● Supplied passage

WHAT used to be an elevator, Rebecca Howland filled with a box that says: "Jelly Bean Brain Award to James Watt for Service in Strip Mining Our Forests."
Lumber, plaster and other debris piled up in one corner was covered with spray paint, including a generous whoosh of gold, by Kimberly Fine.
Dark figures in various stances queue up for jobs in a mural painted by Ken Bernstein.
Jim Raglione has caused balloons to inflate on the tops of white columns.
All this and uncounted other paintings, constructions, graffiti and assemblages fill the building at 920 F St. NW, grandly called "The Ritz Hotel" but not to be confused with the Ritz Carlton or any other of the thousands of Ritz hotels functioning in various degrees of splendor around the world.
This Ritz, with its plaster falling off in clumps in all 40 rooms, its slate steps chipped and uneven, its stair rails long lost, has seen more affluent days, though not for many years. No one remembers it as ever having been very fancy, and some people have called it a former flophouse.
As art, the works in the Ritz are not likely to be confused with those in the National Gallery or any other art establishment: This is art as chaos, art in the raw, art as anger, art as destruction, art as beginnings.
For the last week or two, an ambitious group of Washington and New York art people--including an important contingent of 3- to 6-year-olds from the Children's Studio School here--have turned the old building into a temple of temporary art, or an edifice of ephemerality. It looks a lot like the late '60s revisited.
When the weather has been really cold, the art people, most of them used to suffering for their creations, worked with gloves on their hands, scarves around their necks and caps pulled over their ears. Worst of all, no one was allowed to smoke, lest it all go up in flames.

● Objective
Write out the passage about the Ritz Hotel art word for word, between "All this and" and "a former flophouse.", inclusive.

● Raw records
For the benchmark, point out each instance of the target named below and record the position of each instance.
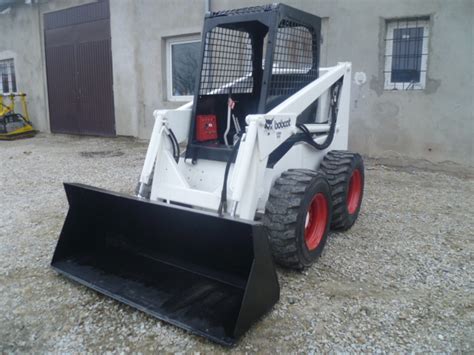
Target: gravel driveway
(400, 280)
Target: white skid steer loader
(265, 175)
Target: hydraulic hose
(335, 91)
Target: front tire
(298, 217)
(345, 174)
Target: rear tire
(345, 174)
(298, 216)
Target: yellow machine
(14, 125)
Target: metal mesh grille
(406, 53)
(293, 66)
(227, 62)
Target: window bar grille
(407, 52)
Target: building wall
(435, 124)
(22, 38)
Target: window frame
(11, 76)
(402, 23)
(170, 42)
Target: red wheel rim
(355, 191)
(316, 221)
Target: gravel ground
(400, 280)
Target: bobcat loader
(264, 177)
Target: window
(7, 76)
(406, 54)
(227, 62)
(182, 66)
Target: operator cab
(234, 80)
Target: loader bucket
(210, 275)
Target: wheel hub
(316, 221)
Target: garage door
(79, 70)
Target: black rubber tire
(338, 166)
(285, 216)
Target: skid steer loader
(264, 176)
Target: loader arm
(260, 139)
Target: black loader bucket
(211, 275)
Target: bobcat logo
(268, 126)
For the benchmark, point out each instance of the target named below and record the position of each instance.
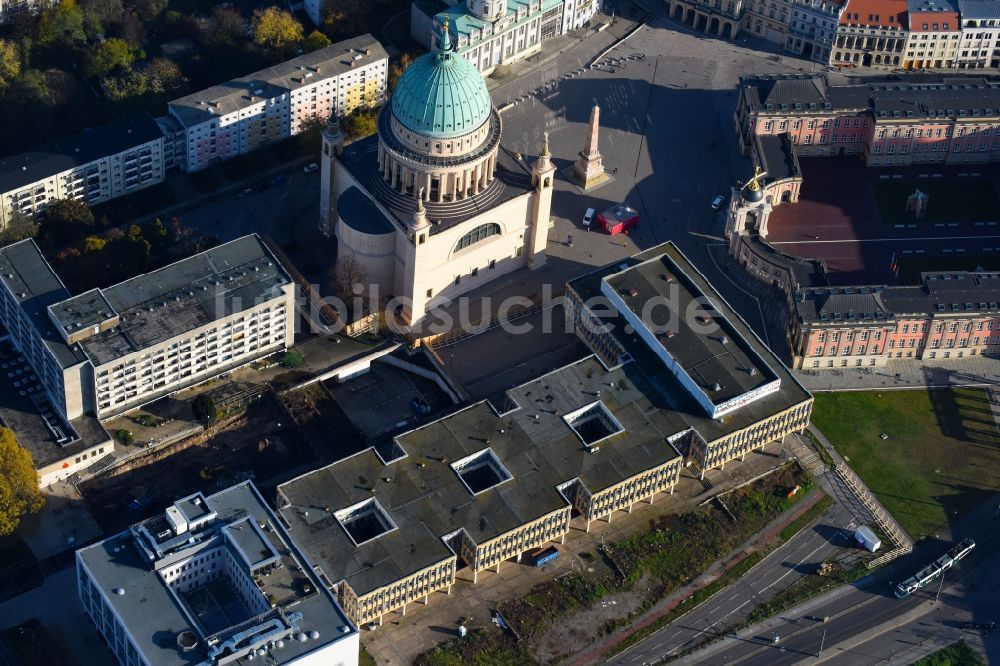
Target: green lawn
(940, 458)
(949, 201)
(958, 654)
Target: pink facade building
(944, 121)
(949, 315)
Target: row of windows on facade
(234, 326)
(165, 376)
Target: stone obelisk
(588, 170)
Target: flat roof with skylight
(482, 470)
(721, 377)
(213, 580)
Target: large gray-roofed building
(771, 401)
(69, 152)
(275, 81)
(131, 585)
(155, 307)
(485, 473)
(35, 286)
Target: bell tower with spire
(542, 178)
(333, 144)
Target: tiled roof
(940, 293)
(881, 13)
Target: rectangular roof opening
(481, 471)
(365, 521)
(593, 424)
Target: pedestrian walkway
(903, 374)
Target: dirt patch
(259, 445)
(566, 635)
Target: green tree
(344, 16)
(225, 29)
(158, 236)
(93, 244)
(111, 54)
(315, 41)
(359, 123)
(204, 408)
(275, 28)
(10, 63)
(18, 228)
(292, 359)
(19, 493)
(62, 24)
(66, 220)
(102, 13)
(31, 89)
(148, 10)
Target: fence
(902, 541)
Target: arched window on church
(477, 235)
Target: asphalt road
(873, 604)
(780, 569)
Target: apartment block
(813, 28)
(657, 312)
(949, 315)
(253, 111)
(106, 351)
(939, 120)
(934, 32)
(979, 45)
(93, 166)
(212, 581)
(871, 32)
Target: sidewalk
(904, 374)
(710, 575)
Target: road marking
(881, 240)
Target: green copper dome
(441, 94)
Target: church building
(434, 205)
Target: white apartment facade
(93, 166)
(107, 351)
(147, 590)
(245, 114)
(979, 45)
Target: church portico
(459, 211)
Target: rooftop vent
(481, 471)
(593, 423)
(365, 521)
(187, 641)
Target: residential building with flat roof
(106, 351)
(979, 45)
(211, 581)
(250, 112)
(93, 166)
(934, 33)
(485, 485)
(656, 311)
--
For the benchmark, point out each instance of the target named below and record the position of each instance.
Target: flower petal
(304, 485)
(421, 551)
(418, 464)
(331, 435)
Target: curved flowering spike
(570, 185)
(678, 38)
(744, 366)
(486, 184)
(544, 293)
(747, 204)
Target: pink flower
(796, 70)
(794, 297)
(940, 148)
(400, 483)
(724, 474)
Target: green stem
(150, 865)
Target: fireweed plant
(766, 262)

● Solution
All this and uncounted other paintings, constructions, graffiti and assemblages fill the building at 920 F St. NW, grandly called "The Ritz Hotel" but not to be confused with the Ritz Carlton or any other of the thousands of Ritz hotels functioning in various degrees of splendor around the world.
This Ritz, with its plaster falling off in clumps in all 40 rooms, its slate steps chipped and uneven, its stair rails long lost, has seen more affluent days, though not for many years. No one remembers it as ever having been very fancy, and some people have called it a former flophouse.